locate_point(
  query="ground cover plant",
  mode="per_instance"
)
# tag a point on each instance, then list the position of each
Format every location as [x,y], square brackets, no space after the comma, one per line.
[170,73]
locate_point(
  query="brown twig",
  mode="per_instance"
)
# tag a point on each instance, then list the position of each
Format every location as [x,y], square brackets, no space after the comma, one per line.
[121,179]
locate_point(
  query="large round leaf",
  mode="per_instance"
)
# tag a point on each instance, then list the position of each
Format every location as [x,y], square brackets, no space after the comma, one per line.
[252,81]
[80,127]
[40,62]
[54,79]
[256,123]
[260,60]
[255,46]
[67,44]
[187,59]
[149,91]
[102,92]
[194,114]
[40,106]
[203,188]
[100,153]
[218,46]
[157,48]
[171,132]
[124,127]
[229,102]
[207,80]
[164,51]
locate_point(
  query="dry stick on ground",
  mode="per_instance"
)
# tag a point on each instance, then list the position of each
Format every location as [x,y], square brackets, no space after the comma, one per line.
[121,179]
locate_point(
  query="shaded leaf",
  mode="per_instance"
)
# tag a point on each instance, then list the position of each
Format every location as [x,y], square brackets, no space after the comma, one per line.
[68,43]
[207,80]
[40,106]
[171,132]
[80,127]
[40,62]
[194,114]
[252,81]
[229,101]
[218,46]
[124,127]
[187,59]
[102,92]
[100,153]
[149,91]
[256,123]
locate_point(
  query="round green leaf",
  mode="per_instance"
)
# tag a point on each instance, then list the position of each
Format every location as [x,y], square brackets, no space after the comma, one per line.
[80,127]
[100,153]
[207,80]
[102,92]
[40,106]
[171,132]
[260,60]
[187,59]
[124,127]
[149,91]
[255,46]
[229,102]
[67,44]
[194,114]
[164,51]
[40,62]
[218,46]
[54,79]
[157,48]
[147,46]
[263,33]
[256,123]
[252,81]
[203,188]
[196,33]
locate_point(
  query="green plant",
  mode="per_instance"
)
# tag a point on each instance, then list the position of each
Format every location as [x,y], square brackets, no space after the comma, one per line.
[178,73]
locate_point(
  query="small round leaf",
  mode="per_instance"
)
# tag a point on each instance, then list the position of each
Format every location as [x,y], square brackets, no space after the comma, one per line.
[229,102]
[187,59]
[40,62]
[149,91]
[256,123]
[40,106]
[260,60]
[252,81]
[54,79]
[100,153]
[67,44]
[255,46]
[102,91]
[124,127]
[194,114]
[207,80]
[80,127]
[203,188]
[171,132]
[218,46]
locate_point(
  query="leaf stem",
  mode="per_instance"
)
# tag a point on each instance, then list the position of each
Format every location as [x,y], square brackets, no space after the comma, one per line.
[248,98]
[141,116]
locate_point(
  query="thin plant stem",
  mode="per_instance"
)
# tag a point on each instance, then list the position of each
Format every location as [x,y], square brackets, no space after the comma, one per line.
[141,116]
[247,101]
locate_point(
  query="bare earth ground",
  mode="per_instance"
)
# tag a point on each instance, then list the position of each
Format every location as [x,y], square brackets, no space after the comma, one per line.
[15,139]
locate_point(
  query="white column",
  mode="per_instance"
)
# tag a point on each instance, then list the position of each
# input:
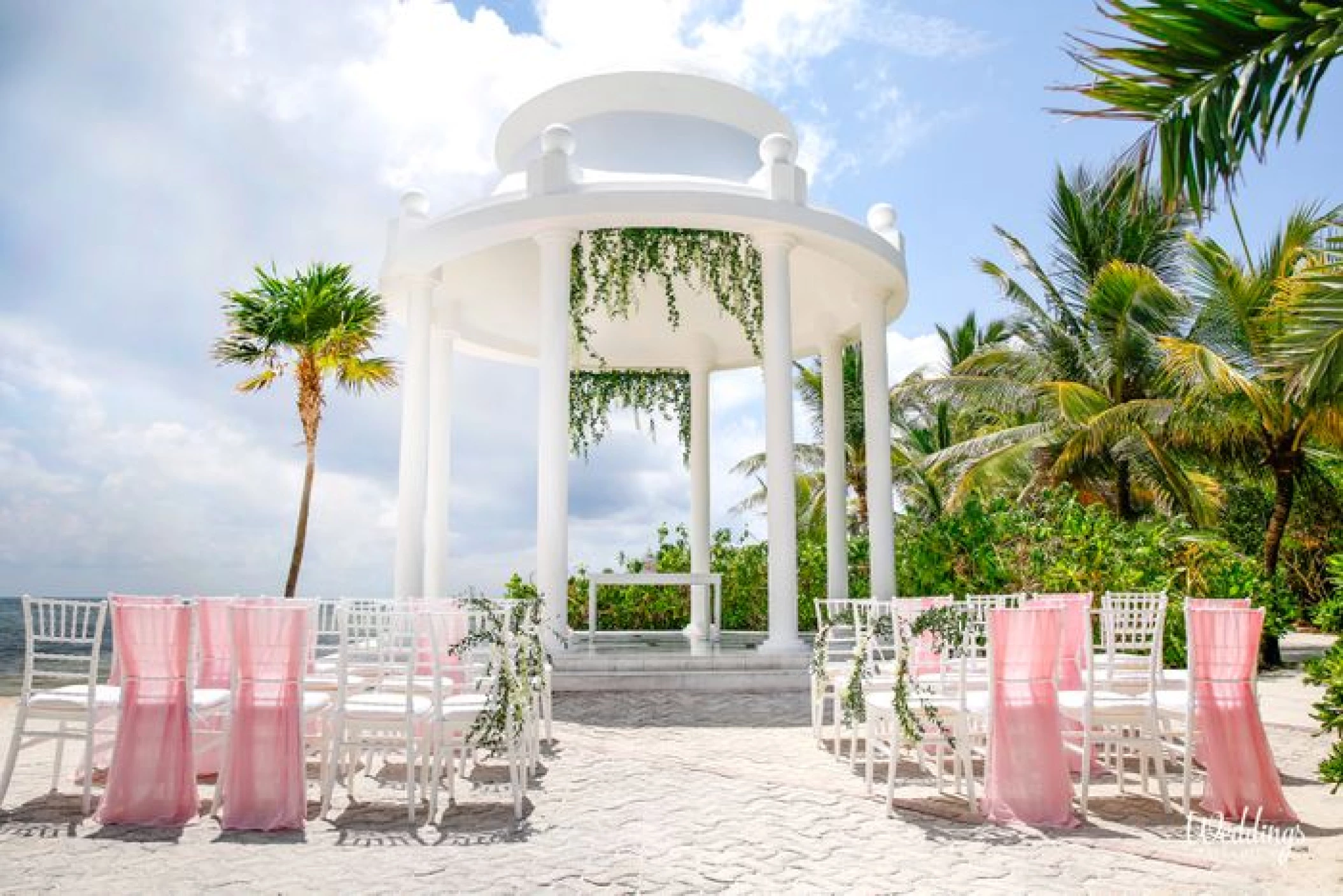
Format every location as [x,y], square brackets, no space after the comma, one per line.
[837,480]
[552,426]
[410,493]
[440,463]
[700,613]
[876,417]
[782,511]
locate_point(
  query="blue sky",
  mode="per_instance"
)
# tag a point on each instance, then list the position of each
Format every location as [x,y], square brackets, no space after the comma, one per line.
[153,152]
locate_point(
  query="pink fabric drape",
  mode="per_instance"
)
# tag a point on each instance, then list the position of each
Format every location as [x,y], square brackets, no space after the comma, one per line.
[265,783]
[1027,778]
[152,778]
[214,668]
[1075,647]
[449,624]
[1217,603]
[1075,641]
[115,669]
[1232,745]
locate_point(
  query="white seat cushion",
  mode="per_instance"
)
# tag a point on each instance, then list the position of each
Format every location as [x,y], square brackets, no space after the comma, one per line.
[74,697]
[384,706]
[462,708]
[1106,704]
[323,682]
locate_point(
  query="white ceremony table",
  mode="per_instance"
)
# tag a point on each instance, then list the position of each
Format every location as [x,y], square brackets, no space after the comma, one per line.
[712,579]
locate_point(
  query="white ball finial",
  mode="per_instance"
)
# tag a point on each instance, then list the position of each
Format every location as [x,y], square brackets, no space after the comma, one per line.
[775,148]
[882,216]
[558,139]
[414,203]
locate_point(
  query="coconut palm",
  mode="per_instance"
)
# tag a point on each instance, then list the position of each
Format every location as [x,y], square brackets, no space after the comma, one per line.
[1083,367]
[809,458]
[1312,344]
[969,337]
[1256,393]
[1214,80]
[925,424]
[314,325]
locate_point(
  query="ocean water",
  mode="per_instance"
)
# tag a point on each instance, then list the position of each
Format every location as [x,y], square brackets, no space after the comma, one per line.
[11,645]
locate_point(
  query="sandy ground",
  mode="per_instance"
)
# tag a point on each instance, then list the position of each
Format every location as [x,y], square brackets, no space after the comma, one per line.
[679,793]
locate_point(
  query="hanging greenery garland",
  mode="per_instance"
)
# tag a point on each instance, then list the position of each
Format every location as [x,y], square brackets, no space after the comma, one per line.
[608,263]
[594,394]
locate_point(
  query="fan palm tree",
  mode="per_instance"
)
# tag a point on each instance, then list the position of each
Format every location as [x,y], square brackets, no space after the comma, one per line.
[1213,78]
[1083,367]
[1256,390]
[314,325]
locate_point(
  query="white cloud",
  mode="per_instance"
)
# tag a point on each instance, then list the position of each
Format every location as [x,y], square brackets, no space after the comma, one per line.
[230,134]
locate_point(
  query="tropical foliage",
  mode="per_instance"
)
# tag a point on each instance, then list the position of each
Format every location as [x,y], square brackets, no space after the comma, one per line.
[809,457]
[1216,80]
[1241,375]
[1083,370]
[318,325]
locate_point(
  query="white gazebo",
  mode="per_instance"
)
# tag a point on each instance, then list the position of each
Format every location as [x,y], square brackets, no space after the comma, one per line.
[636,151]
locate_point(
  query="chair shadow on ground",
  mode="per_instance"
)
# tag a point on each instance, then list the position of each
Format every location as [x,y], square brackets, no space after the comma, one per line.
[947,817]
[382,821]
[680,710]
[46,817]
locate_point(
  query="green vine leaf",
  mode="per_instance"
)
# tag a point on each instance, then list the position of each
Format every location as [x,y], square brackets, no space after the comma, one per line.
[594,394]
[607,263]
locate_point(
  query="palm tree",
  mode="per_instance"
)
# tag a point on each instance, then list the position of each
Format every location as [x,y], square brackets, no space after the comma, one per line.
[1312,346]
[925,424]
[1256,393]
[1083,367]
[969,337]
[1214,80]
[313,325]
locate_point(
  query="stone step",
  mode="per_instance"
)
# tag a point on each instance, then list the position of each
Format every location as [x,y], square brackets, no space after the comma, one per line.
[707,680]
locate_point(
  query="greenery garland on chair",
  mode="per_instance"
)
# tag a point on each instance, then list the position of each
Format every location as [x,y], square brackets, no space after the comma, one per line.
[607,263]
[658,393]
[510,676]
[946,625]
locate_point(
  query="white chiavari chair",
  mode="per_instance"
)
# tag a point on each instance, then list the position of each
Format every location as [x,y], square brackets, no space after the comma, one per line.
[376,636]
[1123,720]
[61,697]
[840,621]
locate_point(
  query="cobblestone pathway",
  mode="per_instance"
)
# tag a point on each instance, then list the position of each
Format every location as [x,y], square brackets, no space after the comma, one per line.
[668,793]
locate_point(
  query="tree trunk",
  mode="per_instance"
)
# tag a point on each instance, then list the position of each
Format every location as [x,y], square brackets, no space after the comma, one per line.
[301,534]
[1284,482]
[311,416]
[1125,492]
[1283,496]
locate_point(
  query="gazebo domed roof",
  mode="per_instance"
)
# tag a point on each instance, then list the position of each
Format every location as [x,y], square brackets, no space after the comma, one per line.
[643,150]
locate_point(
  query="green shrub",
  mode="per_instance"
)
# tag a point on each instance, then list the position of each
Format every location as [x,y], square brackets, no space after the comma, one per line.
[1327,671]
[1052,543]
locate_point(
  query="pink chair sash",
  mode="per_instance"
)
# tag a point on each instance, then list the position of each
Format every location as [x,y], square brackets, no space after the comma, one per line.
[264,770]
[1232,743]
[1027,778]
[115,669]
[214,667]
[1217,603]
[152,778]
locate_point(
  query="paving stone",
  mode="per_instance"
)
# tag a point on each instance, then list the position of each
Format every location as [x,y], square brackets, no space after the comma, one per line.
[665,793]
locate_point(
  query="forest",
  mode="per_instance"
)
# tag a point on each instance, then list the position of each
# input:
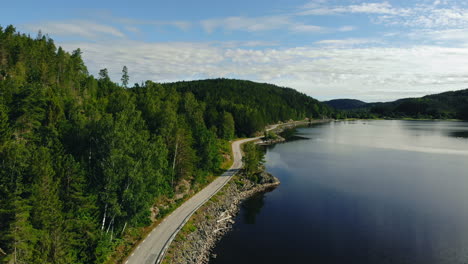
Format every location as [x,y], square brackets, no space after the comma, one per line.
[83,158]
[447,105]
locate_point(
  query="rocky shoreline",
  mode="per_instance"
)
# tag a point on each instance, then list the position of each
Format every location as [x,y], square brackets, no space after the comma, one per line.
[193,244]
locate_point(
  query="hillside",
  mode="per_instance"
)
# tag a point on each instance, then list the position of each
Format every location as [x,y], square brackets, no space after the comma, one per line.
[447,105]
[83,159]
[346,104]
[253,105]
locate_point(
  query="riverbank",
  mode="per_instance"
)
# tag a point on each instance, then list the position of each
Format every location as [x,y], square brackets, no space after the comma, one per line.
[274,136]
[197,238]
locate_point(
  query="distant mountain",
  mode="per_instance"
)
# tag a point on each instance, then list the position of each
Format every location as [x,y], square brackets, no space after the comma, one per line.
[346,104]
[453,104]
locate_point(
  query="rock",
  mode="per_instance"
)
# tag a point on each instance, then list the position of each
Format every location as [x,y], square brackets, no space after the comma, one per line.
[195,247]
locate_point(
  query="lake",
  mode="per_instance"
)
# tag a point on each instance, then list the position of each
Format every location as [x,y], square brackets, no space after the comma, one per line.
[360,192]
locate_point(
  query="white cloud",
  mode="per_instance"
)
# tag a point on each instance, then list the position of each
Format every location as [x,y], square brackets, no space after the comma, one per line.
[347,42]
[371,74]
[347,28]
[255,24]
[75,28]
[364,8]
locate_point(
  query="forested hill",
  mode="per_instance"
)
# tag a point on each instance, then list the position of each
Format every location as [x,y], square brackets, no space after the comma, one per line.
[447,105]
[252,104]
[83,159]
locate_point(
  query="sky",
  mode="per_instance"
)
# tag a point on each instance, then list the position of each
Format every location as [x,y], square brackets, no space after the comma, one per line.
[367,50]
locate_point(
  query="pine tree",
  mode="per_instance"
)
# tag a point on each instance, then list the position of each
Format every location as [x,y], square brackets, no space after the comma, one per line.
[125,78]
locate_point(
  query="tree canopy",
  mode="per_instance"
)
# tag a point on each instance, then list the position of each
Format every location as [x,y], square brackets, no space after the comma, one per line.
[82,159]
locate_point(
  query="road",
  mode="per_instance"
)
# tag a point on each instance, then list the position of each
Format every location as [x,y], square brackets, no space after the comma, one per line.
[153,247]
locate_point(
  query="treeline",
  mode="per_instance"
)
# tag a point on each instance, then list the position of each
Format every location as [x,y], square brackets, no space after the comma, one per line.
[82,159]
[253,105]
[447,105]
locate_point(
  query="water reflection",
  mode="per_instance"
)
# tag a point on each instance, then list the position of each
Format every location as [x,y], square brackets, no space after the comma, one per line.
[382,192]
[459,134]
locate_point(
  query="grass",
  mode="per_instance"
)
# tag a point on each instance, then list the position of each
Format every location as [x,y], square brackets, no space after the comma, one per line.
[133,236]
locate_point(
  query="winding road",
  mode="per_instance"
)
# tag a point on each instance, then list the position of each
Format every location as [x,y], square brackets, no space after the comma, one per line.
[152,249]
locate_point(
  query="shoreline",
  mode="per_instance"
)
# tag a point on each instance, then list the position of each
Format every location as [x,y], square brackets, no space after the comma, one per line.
[194,243]
[215,219]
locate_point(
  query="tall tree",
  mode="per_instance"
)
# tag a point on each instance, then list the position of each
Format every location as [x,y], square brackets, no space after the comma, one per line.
[125,78]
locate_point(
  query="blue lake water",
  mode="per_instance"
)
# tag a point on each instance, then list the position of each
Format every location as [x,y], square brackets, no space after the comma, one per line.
[360,192]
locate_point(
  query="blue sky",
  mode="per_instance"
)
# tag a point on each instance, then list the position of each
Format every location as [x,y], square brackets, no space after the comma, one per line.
[368,50]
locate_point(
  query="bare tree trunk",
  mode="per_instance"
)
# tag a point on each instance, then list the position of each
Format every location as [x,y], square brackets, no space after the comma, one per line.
[123,229]
[173,162]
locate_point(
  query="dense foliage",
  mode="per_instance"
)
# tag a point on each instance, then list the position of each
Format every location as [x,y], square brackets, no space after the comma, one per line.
[82,159]
[448,105]
[346,104]
[253,105]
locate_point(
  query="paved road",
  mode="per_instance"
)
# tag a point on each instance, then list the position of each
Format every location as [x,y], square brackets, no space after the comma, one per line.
[152,248]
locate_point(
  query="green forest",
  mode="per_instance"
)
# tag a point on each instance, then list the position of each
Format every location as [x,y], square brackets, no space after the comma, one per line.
[82,158]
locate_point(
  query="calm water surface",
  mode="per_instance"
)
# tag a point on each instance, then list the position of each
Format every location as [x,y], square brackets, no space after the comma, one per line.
[360,192]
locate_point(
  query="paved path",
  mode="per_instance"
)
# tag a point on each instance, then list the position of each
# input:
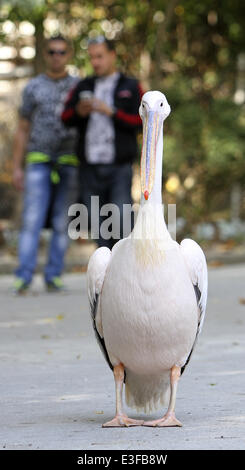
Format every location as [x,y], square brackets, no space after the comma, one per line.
[56,389]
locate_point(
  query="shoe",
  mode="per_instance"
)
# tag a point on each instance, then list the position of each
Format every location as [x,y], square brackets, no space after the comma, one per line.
[20,286]
[55,285]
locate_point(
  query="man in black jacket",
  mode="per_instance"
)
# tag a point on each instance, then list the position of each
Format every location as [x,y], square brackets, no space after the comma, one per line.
[104,107]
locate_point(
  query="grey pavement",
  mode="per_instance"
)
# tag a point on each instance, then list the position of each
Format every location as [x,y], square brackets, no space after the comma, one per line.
[56,389]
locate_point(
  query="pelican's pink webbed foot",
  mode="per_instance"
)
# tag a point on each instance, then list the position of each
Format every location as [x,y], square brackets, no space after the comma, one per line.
[122,421]
[168,420]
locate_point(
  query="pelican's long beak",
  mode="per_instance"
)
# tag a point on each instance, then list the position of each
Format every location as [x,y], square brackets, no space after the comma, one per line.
[151,129]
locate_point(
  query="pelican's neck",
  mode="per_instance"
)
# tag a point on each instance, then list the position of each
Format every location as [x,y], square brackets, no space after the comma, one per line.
[155,197]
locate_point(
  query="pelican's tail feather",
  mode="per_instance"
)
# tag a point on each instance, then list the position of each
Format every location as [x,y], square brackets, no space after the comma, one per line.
[147,392]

# # # # # # #

# TASK REQUIREMENTS:
Pick out every line in the data above that contains the string "water", and copy each of those lines in full.

# TASK SOLUTION:
  query="ocean water",
  query="water reflection",
  query="blue lake water",
  query="calm water surface",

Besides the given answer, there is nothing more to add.